What the task asks >>
Go through the entries below and return every line that contains "yellow".

Given records >>
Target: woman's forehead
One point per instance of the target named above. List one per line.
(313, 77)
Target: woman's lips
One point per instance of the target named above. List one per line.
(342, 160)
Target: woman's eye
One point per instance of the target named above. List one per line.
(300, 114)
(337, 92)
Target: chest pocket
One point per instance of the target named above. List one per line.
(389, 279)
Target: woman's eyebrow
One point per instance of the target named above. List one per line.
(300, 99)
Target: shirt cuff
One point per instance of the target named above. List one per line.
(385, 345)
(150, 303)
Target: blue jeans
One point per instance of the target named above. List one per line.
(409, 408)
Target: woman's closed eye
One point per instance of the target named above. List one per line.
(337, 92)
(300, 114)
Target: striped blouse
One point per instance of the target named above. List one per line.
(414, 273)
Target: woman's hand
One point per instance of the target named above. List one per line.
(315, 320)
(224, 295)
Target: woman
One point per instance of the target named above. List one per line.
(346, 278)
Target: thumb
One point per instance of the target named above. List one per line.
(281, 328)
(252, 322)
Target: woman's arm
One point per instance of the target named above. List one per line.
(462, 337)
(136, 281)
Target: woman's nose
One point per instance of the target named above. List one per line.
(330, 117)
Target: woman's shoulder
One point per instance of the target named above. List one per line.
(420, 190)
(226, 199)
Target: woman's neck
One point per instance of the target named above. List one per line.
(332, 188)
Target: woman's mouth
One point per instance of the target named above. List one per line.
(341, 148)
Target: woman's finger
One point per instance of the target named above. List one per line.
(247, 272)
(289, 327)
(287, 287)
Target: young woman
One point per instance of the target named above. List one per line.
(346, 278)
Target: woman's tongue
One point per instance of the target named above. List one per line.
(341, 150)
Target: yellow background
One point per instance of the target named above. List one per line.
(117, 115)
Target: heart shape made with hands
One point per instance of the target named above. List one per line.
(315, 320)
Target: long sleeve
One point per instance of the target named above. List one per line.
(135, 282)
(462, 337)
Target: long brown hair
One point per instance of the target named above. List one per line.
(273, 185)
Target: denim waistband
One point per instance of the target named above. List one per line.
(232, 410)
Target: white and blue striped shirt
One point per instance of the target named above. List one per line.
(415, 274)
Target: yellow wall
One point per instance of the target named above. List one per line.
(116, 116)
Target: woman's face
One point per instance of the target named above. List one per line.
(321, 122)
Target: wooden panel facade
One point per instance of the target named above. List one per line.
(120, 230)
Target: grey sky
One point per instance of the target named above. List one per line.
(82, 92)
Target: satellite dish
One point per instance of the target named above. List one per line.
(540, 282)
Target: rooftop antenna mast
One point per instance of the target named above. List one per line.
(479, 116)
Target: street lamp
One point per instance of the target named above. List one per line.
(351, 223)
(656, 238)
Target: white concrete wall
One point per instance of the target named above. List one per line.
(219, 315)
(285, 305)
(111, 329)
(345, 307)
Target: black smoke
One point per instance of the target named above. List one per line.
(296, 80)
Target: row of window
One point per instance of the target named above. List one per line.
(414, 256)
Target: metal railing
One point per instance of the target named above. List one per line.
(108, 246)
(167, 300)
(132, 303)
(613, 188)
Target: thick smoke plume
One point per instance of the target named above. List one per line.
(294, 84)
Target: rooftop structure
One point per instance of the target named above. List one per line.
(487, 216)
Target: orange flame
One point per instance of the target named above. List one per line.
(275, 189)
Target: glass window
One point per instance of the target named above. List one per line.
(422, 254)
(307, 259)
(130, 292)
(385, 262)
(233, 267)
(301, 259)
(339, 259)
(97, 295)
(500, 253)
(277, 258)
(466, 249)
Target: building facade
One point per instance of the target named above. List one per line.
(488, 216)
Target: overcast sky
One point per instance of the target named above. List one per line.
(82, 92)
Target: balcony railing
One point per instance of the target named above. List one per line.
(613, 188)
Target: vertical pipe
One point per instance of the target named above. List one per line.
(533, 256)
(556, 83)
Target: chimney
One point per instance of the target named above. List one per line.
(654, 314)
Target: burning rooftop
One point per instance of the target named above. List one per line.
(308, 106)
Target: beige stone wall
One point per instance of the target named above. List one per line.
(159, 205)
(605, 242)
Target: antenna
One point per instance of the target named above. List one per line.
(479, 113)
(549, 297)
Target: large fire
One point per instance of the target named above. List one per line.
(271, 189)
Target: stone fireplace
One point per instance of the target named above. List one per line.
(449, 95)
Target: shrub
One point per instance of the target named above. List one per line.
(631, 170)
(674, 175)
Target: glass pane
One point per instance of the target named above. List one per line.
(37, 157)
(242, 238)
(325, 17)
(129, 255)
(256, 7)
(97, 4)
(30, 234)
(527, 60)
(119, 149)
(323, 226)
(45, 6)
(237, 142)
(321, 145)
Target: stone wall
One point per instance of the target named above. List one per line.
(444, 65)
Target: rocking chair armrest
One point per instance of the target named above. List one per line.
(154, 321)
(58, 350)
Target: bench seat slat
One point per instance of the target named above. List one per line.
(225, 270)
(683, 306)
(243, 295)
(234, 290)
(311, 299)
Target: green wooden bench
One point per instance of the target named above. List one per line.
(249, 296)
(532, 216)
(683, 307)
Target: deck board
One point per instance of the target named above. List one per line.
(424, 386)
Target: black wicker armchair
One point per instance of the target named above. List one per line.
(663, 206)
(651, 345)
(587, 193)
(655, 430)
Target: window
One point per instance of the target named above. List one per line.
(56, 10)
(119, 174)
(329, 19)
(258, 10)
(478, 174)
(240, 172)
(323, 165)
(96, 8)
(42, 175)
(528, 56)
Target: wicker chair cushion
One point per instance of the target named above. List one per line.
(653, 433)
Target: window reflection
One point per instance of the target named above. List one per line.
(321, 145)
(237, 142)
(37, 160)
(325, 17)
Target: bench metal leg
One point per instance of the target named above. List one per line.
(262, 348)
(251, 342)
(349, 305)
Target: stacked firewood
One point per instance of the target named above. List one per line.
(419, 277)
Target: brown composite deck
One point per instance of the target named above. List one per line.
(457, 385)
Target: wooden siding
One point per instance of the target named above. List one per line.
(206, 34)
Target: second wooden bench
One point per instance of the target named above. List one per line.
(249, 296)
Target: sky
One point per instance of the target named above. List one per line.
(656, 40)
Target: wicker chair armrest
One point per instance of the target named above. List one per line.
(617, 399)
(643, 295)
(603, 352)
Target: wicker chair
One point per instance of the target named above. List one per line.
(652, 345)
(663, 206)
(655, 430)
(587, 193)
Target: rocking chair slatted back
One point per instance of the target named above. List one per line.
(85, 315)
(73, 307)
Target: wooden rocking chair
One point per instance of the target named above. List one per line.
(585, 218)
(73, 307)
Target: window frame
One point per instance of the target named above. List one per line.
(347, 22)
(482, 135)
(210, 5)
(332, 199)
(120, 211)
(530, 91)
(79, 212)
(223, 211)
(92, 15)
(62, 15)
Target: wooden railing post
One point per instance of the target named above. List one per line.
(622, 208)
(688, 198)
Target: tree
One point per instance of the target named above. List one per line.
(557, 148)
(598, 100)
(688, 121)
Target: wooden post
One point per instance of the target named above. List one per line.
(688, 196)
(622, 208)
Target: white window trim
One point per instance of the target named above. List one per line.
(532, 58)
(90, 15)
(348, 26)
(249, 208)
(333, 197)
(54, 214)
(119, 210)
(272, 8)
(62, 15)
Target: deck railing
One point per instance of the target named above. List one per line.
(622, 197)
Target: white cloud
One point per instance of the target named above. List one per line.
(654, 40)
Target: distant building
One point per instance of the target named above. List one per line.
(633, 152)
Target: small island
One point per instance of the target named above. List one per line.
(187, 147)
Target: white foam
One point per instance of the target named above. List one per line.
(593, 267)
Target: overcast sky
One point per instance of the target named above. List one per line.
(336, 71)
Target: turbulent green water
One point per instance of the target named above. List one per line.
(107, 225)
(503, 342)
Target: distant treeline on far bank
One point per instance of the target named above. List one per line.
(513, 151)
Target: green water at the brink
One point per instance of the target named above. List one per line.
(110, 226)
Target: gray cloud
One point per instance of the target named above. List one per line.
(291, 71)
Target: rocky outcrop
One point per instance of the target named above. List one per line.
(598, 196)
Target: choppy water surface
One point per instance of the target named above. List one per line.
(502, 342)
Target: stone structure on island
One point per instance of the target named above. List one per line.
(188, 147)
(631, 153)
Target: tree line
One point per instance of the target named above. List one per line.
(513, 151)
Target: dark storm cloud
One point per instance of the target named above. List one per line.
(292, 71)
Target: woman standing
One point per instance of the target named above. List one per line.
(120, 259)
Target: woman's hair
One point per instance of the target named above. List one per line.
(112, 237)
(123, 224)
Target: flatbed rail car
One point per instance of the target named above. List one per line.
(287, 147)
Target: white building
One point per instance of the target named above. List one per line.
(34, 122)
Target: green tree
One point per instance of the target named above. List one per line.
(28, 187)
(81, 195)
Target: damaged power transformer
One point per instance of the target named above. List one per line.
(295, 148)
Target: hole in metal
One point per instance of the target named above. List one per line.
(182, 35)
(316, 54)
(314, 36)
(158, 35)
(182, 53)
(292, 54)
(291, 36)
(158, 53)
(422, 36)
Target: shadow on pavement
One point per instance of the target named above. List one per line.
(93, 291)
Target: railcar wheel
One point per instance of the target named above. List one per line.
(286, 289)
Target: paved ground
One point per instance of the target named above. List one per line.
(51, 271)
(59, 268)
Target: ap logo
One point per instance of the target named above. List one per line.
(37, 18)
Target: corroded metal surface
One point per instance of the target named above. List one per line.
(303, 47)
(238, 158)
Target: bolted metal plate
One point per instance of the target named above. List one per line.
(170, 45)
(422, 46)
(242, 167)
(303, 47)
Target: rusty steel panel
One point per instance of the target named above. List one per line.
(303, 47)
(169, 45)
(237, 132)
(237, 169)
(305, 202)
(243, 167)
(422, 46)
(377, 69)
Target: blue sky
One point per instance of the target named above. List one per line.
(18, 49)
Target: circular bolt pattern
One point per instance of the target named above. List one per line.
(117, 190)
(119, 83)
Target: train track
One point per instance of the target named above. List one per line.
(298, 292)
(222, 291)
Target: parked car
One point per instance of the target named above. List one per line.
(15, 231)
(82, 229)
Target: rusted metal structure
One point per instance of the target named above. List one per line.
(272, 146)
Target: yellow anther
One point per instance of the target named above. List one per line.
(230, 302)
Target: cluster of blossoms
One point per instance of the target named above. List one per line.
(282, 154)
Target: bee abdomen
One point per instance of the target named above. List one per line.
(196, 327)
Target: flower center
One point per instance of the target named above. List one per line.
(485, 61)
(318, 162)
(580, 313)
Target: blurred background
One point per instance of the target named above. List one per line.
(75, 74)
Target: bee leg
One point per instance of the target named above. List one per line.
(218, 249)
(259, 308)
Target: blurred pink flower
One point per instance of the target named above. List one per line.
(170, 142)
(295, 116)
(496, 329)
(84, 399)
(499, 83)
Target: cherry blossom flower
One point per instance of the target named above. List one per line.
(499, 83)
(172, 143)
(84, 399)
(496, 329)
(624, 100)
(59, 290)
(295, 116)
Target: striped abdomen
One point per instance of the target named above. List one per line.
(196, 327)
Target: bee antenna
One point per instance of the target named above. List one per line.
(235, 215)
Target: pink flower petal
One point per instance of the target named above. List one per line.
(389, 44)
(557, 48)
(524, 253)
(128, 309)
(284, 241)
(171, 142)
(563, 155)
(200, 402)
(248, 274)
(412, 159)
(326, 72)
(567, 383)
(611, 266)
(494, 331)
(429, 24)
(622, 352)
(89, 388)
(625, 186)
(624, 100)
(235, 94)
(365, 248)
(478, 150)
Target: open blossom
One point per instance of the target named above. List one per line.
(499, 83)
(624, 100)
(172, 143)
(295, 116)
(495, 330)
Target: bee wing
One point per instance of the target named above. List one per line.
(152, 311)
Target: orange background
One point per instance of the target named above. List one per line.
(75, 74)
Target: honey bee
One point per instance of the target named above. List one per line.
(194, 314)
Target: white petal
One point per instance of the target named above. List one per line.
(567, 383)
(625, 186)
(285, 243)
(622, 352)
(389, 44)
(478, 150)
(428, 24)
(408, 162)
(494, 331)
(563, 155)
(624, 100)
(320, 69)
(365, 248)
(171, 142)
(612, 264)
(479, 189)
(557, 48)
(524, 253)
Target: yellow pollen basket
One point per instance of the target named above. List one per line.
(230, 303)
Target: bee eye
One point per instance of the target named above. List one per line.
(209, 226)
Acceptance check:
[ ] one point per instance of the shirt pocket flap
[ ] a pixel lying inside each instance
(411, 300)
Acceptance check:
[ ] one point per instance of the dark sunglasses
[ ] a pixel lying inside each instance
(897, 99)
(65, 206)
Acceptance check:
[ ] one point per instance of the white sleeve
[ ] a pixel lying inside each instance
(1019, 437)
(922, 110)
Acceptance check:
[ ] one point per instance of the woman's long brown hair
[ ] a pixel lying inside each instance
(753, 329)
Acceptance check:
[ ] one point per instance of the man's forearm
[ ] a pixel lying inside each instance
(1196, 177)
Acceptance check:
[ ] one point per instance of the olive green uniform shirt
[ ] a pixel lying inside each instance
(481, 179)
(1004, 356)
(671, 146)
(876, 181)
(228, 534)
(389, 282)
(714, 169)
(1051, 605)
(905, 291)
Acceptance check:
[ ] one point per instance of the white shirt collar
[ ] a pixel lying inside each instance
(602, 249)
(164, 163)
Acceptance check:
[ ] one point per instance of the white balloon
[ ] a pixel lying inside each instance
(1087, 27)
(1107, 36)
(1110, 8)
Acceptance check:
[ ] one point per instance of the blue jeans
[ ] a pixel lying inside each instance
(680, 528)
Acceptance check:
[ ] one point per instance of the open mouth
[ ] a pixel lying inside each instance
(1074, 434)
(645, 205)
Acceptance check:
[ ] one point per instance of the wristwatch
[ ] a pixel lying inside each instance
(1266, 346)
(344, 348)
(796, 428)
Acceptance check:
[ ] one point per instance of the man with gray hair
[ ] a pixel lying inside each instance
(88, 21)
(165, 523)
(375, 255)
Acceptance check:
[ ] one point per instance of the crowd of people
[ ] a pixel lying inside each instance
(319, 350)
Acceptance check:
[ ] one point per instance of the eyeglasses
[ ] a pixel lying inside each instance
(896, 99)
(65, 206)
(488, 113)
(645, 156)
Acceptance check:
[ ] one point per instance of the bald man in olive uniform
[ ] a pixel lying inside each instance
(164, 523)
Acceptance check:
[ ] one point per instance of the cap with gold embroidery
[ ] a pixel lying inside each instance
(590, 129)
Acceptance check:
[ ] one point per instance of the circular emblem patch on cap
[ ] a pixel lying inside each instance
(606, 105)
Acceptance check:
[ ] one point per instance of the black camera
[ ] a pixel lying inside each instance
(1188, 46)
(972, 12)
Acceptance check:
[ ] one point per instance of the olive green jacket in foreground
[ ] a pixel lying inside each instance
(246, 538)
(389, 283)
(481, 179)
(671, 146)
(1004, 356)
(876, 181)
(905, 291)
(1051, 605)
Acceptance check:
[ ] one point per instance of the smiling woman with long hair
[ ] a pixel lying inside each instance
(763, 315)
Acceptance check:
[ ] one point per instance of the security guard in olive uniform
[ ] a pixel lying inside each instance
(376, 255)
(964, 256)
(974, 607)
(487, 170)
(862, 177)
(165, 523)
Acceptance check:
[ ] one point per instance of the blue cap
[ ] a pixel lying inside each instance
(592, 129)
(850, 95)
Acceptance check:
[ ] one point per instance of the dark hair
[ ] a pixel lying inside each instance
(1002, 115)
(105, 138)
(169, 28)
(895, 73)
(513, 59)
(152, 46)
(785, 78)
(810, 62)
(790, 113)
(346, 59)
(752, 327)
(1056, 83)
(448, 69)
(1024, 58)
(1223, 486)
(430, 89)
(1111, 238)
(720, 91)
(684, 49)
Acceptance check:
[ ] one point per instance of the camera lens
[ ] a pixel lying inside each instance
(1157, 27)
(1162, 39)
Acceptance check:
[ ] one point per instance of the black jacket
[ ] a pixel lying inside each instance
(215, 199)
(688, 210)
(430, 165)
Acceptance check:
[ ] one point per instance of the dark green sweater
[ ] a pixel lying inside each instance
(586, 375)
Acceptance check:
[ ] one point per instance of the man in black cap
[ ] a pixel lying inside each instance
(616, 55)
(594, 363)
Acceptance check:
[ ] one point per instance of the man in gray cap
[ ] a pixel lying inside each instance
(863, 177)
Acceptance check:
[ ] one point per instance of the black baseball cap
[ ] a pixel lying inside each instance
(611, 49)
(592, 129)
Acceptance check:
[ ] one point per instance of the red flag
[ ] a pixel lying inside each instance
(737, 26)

Result of this exercise >>
Target: yellow background
Target: yellow wall
Target: yellow anther
Target: yellow pollen basket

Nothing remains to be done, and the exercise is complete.